--- START SUPPLIED MATERIAL ---

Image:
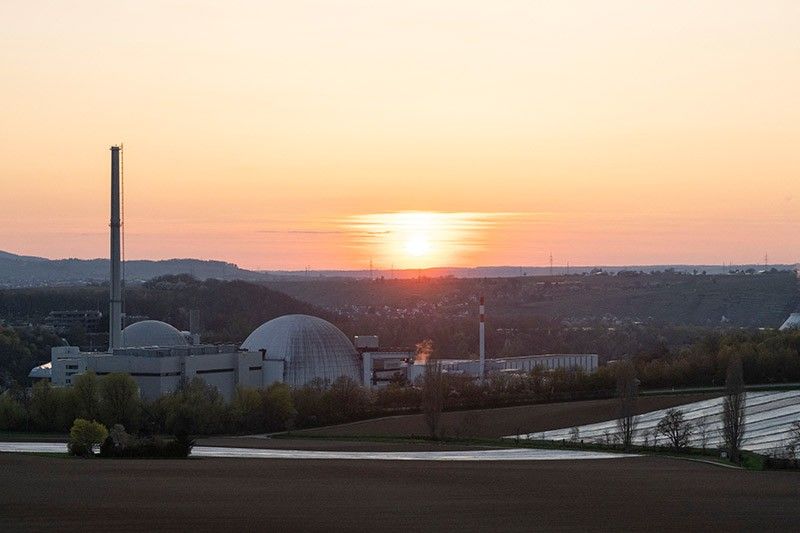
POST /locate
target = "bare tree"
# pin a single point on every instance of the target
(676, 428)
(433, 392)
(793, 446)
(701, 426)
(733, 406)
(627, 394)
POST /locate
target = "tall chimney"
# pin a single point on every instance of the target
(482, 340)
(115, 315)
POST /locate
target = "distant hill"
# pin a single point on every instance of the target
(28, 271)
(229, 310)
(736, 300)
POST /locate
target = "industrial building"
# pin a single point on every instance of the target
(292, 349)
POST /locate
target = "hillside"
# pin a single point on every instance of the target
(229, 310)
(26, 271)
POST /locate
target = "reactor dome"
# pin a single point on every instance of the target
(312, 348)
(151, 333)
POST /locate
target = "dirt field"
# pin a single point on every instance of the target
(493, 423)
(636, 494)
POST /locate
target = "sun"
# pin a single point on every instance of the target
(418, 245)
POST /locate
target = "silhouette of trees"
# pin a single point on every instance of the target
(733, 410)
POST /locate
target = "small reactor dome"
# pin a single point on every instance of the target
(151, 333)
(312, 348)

--- END SUPPLIED MATERIAL ---

THE REQUEST: Quote each line of the listing exactly, but leave the pictures out.

SOLUTION TO THE PROBLEM:
Image:
POST /locate
target = "bare tree"
# pin a single point on every instance of the target
(676, 428)
(433, 392)
(793, 446)
(701, 426)
(733, 406)
(627, 394)
POST /locate
target = "tall chimney"
# pin a single point on every instance of the target
(482, 340)
(115, 315)
POST /locate
target = "distant hill"
# pin a single point on every instance of the target
(28, 271)
(229, 310)
(736, 300)
POST /locate
target = "industrial building"
# pin a single point on every instance of the target
(292, 349)
POST /locate
target = "hillside"
# pin a single point on every instance of the target
(229, 310)
(26, 271)
POST /locate
target = "reactor dome"
# pin a single point on every instance of the target
(312, 348)
(151, 333)
POST /locate
target = "dirt field"
# pin a single point on every instance of the target
(493, 423)
(636, 494)
POST /locate
target = "sun"
# pin a single point on every instance of the target
(418, 245)
POST /locate
target = "silhouette of trees"
# pin a single point on every instance of the target
(733, 410)
POST /locate
target = "small reactor dome"
# pin a single point on every instance of the target
(151, 333)
(312, 348)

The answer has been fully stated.